Rejecting the Diagnosis

Dania Jekel, Executive Director
Blog Post

Over the years, I have received many calls from parents with a common concern. Somewhere in the mid-teen to young adulthood years, children often reject their diagnosis. They want nothing to do with the autism or Asperger’s identity and nothing to do with any social skills groups, therapists, or other interventions. If they have anxiety or depression, they may be unwilling to take their medication. They often want nothing to do with other people who might also have the diagnosis. They may even be upset if their parents are a part of the Asperger/autism community or try to facilitate help or support in any way. It’s a total rejection.

To be clear, I am not referring to people who embrace the identity but choose not to disclose to the world. People should absolutely have the option to share as much or as little of their diagnosis as they choose.

This rejection may happen even when parents have presented the diagnosis in a positive light or the child previously accepted and even embraced the identity in younger years. We see this frequently when the young adult goes to college and tries to make a “new start” as a neurotypical person.

It is true this time of life is difficult for most young people, but I believe this is made harder for individuals on the spectrum as they may begin to realize how different they are from their peers and how much they struggle to fit in. They may think their peers are effortlessly dating and finding friends, and finding employment commensurate with their education, while they seem to be stuck. Many young adults on the spectrum feel angry and think that separation from their Asperger/autism profile will enable them to fit in and do what their peers are doing. Sometimes we have seen people move away from their diagnosis and take off, and that’s great. But unfortunately for many, this road can lead to failure and sometimes these failures have a huge emotional cost.

If you are a parent seeing this happening to your child, here are some things to know that might be helpful:

  • You are not alone. This is something that happens fairly frequently and other parents have been where you are.

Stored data
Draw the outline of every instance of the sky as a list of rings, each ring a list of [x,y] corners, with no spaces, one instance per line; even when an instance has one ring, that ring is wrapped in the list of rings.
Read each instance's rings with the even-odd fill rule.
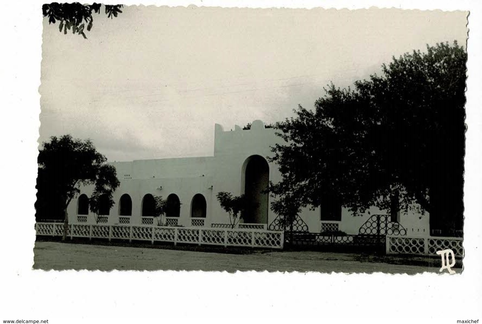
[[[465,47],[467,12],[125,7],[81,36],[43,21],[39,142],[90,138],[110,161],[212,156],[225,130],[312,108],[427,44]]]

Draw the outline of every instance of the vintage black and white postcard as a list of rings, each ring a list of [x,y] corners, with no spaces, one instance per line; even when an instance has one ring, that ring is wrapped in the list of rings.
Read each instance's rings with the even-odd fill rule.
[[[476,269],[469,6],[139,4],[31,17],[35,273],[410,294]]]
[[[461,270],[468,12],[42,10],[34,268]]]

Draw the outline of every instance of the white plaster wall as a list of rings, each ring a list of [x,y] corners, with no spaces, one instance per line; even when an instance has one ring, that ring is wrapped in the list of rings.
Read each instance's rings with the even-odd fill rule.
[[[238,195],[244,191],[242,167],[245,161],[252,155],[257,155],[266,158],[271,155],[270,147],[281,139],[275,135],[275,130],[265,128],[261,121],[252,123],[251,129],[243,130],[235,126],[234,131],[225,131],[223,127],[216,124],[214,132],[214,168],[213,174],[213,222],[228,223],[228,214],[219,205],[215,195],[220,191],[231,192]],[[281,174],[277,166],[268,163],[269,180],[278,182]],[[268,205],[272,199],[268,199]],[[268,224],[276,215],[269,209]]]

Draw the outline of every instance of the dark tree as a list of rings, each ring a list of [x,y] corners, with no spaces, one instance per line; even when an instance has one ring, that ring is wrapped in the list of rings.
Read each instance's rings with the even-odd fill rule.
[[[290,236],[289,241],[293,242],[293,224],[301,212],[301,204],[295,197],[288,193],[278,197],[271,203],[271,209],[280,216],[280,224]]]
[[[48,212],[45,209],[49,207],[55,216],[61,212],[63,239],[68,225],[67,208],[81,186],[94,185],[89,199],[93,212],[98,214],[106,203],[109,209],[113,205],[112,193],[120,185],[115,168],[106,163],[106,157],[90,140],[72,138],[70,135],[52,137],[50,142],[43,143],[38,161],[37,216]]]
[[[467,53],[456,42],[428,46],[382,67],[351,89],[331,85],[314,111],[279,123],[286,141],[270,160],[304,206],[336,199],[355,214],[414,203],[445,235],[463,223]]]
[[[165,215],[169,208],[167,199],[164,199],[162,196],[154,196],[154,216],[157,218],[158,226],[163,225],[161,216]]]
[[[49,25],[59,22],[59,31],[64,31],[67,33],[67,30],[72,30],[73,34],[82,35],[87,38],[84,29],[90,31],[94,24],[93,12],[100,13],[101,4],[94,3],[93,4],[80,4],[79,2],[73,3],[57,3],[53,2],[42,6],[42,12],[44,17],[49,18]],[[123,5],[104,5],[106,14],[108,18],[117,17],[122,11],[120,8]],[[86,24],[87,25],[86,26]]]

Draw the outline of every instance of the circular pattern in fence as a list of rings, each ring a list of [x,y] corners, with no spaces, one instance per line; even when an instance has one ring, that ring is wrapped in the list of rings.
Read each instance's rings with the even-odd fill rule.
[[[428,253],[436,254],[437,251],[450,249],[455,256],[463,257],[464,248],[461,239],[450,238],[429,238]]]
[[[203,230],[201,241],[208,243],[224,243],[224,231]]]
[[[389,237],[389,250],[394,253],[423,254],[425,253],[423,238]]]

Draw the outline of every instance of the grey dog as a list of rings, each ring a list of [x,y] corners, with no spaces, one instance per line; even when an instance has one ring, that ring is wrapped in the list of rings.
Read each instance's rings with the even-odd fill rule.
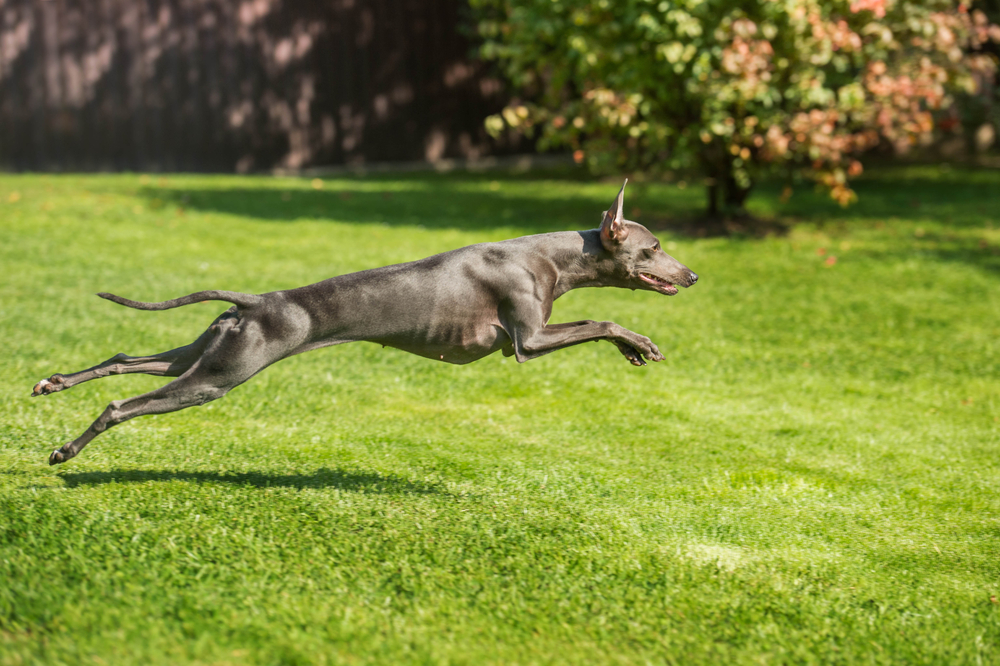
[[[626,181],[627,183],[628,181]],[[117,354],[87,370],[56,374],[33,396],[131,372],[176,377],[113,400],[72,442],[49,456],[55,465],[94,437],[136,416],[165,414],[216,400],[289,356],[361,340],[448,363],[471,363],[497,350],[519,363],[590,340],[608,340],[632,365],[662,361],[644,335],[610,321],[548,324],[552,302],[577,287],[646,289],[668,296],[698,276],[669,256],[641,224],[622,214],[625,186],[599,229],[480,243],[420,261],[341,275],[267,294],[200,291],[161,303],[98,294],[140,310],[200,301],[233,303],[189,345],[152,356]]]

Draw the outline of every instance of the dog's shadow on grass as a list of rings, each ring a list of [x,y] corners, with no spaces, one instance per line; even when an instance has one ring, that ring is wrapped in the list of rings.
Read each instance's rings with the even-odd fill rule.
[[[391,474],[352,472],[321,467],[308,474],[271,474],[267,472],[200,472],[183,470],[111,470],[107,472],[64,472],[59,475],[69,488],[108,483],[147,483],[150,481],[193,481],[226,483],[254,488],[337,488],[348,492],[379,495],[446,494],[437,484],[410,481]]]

> _What to do_
(A) Based on the blog post on rejecting the diagnosis, say whether each statement agrees with the text. Answer yes or no, and quote the words that decide it.
(i) A young person may reject the diagnosis even if the parents described it positively.
(ii) The author counts people who embrace the identity but keep it private as rejecting the diagnosis.
(iii) Moving away from the diagnosis never works out well for anyone.
(B) Answer these questions using the blog post on rejecting the diagnosis.
(i) What title does the writer of the post hold?
(ii) At what stage of life do children often reject their diagnosis?
(iii) When young adults go to college, what do they often try to make?
(C) Output the section of the blog post that begins with the words "If you are a" and ends with "where you are.".

> _Answers in order_
(A)
(i) Yes: "This rejection may happen even when parents have presented the diagnosis in a positive light"
(ii) No: "To be clear, I am not referring to people who embrace the identity but choose not to disclose to the world."
(iii) No: "Sometimes we have seen people move away from their diagnosis and take off, and that’s great."

(B)
(i) Executive Director
(ii) Somewhere in the mid-teen to young adulthood years
(iii) A "new start" as a neurotypical person

(C)
If you are a parent seeing this happening to your child, here are some things to know that might be helpful:

  • You are not alone. This is something that happens fairly frequently and other parents have been where you are.